Referring expression pointing data –
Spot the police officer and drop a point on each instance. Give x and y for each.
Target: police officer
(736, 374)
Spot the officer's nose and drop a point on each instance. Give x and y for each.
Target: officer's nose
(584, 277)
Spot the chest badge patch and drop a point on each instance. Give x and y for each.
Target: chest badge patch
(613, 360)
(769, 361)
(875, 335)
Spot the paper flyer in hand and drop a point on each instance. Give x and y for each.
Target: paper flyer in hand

---

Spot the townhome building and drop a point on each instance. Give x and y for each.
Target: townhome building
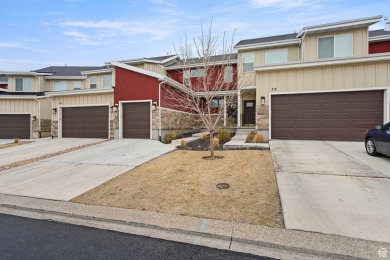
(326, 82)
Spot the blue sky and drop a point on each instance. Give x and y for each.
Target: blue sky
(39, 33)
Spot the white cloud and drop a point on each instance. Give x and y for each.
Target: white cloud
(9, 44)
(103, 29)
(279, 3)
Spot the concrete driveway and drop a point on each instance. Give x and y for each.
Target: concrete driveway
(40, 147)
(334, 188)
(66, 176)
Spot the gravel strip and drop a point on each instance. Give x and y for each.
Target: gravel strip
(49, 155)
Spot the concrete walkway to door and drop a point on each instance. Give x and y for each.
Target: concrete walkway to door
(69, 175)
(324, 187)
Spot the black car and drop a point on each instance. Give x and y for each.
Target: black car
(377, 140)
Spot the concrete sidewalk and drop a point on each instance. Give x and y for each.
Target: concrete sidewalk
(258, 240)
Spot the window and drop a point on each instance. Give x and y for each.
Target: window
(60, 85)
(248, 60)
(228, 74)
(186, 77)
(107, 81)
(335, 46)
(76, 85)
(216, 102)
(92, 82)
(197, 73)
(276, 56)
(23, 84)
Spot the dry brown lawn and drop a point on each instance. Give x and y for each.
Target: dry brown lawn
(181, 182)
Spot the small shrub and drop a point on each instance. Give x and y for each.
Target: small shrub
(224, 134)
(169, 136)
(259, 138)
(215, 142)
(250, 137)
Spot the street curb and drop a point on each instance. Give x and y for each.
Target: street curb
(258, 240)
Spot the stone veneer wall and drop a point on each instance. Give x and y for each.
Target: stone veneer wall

EXERCISE – Above are records; repeat only the lines starting at the line with "Spot the police" and ending at the line with "Target: paper flyer in hand", exactly as they appear, both included.

RESULT BELOW –
Spot the police officer and drop a point on each instance. Give x and y for each.
Target: police officer
(736, 374)
Spot the officer's nose and drop a point on each instance. Give x and y for each.
Target: officer's nose
(584, 277)
Spot the chest badge patch and drop a point on each instance. Give x and y for each.
Target: chest badge patch
(613, 360)
(769, 361)
(875, 335)
Spot the paper flyer in hand and drop a point on each instance. Give x and y for each.
Target: paper flyer in hand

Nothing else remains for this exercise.